_What is required_
Pull out each line of the records below that contains the string "shoulder". Case counts.
►
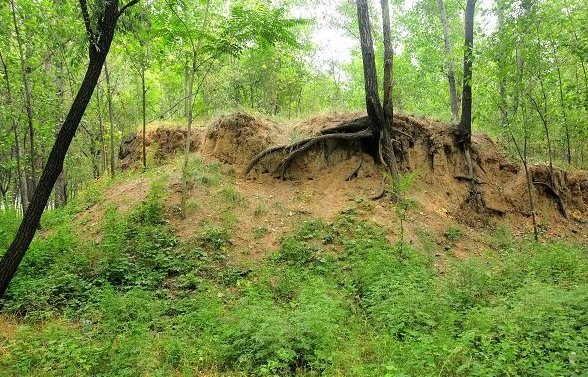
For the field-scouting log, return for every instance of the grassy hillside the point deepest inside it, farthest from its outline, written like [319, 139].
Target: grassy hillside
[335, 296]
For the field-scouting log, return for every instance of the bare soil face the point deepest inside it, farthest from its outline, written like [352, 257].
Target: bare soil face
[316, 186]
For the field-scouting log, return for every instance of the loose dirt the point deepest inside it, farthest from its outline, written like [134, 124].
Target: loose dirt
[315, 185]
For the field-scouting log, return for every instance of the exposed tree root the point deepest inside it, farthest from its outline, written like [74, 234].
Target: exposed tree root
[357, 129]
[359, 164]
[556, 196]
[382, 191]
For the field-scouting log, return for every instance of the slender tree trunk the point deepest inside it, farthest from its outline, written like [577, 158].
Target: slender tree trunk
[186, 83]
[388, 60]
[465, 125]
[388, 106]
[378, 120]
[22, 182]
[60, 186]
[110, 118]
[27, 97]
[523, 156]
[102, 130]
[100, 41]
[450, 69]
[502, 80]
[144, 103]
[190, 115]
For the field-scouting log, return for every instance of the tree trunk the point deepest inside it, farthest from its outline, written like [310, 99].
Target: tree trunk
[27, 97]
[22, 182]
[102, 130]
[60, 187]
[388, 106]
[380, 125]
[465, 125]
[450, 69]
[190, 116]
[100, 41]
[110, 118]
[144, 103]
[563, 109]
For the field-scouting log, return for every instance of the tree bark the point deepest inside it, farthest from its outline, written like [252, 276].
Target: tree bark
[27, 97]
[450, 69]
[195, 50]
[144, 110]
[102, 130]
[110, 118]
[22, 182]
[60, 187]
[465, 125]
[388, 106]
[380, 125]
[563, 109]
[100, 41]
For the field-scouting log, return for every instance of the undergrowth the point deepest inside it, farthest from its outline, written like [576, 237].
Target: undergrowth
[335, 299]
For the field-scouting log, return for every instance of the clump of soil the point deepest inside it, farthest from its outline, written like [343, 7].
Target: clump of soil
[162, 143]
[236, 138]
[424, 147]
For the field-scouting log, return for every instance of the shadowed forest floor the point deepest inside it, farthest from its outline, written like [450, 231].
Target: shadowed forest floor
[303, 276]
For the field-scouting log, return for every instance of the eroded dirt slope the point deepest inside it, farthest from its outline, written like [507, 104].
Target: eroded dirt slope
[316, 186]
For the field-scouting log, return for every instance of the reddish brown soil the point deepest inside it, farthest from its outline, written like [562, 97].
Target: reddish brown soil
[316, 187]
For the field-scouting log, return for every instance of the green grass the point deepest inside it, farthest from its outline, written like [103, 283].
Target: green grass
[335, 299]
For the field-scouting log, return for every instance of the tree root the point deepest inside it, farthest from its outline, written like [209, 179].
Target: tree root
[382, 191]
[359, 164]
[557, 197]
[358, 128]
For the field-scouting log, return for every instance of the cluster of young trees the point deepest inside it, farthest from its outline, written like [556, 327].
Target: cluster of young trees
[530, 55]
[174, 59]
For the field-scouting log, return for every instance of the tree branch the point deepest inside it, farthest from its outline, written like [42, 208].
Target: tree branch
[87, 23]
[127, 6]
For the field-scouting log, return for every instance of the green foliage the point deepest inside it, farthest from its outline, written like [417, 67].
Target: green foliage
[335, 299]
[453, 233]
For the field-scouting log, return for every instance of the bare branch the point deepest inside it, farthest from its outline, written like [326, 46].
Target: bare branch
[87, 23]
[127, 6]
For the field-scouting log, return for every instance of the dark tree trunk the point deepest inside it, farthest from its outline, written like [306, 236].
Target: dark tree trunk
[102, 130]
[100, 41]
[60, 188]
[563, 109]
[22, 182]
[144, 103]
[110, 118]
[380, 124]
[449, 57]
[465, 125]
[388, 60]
◄
►
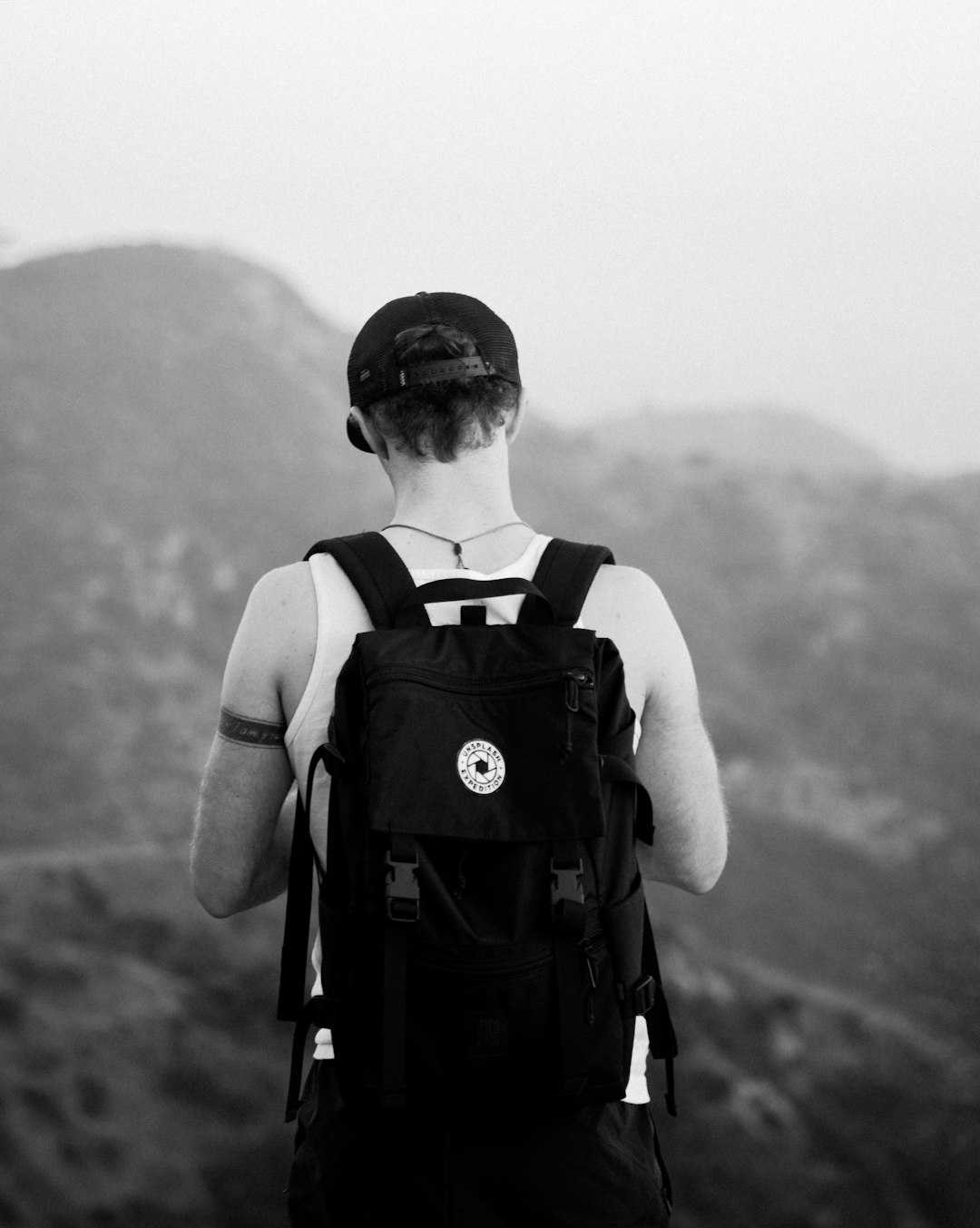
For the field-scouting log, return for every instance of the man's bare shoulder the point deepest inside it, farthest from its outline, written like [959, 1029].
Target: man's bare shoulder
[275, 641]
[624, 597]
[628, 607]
◄
_Output_
For the field-scouting log, return for every instance of the man's bare shoulder the point deepest inside it, farthest from its outline, written like [959, 1029].
Target: man's bare shoulder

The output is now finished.